→ **Exercise description**:
Report only the number of lines that contain the string "wall" in the records below.

[Natural-language object grounding data]
▼

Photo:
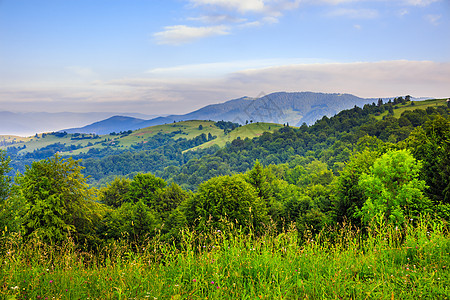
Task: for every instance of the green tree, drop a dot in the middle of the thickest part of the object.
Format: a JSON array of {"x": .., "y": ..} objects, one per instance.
[
  {"x": 131, "y": 221},
  {"x": 431, "y": 144},
  {"x": 5, "y": 180},
  {"x": 9, "y": 204},
  {"x": 393, "y": 189},
  {"x": 168, "y": 199},
  {"x": 145, "y": 187},
  {"x": 348, "y": 196},
  {"x": 115, "y": 193},
  {"x": 226, "y": 196},
  {"x": 59, "y": 202}
]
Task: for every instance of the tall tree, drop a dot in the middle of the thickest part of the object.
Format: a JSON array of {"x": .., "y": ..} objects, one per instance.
[
  {"x": 393, "y": 189},
  {"x": 59, "y": 202}
]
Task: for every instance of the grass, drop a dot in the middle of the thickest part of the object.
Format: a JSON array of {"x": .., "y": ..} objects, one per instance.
[
  {"x": 417, "y": 105},
  {"x": 189, "y": 130},
  {"x": 385, "y": 263},
  {"x": 248, "y": 131}
]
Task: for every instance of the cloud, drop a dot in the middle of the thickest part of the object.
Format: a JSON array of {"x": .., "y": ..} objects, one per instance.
[
  {"x": 419, "y": 2},
  {"x": 261, "y": 12},
  {"x": 81, "y": 71},
  {"x": 433, "y": 19},
  {"x": 355, "y": 13},
  {"x": 237, "y": 5},
  {"x": 217, "y": 18},
  {"x": 165, "y": 95},
  {"x": 182, "y": 34}
]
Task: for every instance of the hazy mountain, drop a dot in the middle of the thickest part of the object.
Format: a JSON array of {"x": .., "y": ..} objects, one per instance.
[
  {"x": 26, "y": 124},
  {"x": 281, "y": 107}
]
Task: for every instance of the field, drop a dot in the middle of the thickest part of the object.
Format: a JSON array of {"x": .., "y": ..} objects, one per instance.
[
  {"x": 410, "y": 106},
  {"x": 247, "y": 131},
  {"x": 385, "y": 263},
  {"x": 186, "y": 129}
]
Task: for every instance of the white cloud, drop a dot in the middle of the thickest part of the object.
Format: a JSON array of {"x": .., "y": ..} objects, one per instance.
[
  {"x": 242, "y": 6},
  {"x": 261, "y": 12},
  {"x": 81, "y": 71},
  {"x": 433, "y": 19},
  {"x": 160, "y": 95},
  {"x": 217, "y": 19},
  {"x": 182, "y": 34},
  {"x": 419, "y": 2},
  {"x": 355, "y": 13}
]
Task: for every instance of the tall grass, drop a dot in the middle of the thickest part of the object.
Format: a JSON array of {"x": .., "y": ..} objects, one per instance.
[{"x": 383, "y": 263}]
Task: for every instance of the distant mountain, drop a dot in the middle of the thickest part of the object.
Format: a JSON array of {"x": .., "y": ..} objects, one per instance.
[
  {"x": 281, "y": 107},
  {"x": 27, "y": 124}
]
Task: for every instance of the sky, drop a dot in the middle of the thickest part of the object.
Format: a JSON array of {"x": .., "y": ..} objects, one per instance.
[{"x": 172, "y": 57}]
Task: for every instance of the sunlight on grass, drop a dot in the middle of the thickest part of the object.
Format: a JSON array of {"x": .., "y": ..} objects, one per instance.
[{"x": 385, "y": 262}]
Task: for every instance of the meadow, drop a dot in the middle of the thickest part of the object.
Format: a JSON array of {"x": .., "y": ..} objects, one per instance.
[{"x": 383, "y": 262}]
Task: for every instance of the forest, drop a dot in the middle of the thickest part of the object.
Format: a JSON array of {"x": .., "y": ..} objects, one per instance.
[{"x": 357, "y": 204}]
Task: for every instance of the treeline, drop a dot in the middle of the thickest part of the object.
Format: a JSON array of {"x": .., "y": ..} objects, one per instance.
[{"x": 376, "y": 180}]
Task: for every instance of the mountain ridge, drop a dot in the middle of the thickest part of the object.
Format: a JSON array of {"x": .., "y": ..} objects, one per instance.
[{"x": 294, "y": 108}]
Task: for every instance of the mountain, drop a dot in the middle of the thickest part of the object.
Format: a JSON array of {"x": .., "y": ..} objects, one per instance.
[
  {"x": 282, "y": 107},
  {"x": 27, "y": 124}
]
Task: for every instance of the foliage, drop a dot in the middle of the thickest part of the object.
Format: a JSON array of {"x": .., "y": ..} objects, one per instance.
[
  {"x": 431, "y": 144},
  {"x": 349, "y": 196},
  {"x": 58, "y": 201},
  {"x": 408, "y": 263},
  {"x": 115, "y": 193},
  {"x": 393, "y": 189},
  {"x": 229, "y": 197}
]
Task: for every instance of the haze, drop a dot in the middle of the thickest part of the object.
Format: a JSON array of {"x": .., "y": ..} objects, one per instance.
[{"x": 171, "y": 57}]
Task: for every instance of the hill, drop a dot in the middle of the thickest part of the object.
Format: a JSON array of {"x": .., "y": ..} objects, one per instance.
[
  {"x": 30, "y": 123},
  {"x": 76, "y": 143},
  {"x": 280, "y": 108}
]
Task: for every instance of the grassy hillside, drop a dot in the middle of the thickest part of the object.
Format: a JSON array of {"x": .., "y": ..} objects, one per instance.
[
  {"x": 247, "y": 131},
  {"x": 82, "y": 143},
  {"x": 400, "y": 108}
]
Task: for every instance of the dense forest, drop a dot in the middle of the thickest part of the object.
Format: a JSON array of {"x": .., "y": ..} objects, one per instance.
[
  {"x": 341, "y": 168},
  {"x": 348, "y": 169}
]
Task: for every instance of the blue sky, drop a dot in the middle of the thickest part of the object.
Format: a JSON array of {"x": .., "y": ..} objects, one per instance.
[{"x": 159, "y": 57}]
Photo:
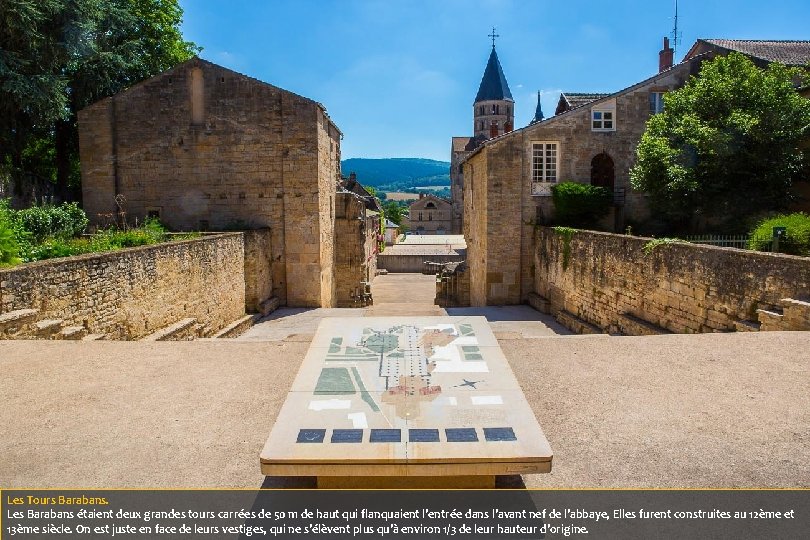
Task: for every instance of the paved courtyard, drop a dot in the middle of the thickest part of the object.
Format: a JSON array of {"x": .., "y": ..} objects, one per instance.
[{"x": 721, "y": 410}]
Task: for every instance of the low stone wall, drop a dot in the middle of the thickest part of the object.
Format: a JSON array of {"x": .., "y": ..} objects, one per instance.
[
  {"x": 605, "y": 282},
  {"x": 128, "y": 294},
  {"x": 453, "y": 286},
  {"x": 258, "y": 270}
]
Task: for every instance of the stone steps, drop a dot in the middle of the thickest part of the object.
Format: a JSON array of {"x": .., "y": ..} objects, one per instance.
[
  {"x": 747, "y": 326},
  {"x": 181, "y": 330},
  {"x": 48, "y": 328},
  {"x": 238, "y": 327},
  {"x": 575, "y": 324},
  {"x": 74, "y": 333},
  {"x": 632, "y": 325},
  {"x": 769, "y": 319},
  {"x": 14, "y": 322},
  {"x": 539, "y": 303}
]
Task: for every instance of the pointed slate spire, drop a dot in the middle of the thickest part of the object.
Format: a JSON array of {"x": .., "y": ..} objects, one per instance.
[
  {"x": 493, "y": 84},
  {"x": 538, "y": 113}
]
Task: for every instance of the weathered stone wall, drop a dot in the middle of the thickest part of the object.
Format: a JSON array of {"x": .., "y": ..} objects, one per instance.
[
  {"x": 258, "y": 269},
  {"x": 436, "y": 215},
  {"x": 606, "y": 283},
  {"x": 476, "y": 187},
  {"x": 206, "y": 148},
  {"x": 131, "y": 293},
  {"x": 356, "y": 233}
]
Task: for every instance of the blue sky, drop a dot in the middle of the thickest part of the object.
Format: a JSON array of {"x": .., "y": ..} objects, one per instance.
[{"x": 399, "y": 77}]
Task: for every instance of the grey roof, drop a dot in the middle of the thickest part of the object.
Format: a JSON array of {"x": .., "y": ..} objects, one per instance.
[
  {"x": 538, "y": 113},
  {"x": 459, "y": 143},
  {"x": 493, "y": 83},
  {"x": 578, "y": 99},
  {"x": 791, "y": 53}
]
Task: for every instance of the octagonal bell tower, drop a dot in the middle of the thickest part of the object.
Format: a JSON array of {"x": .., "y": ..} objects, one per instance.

▲

→ **Result of the task**:
2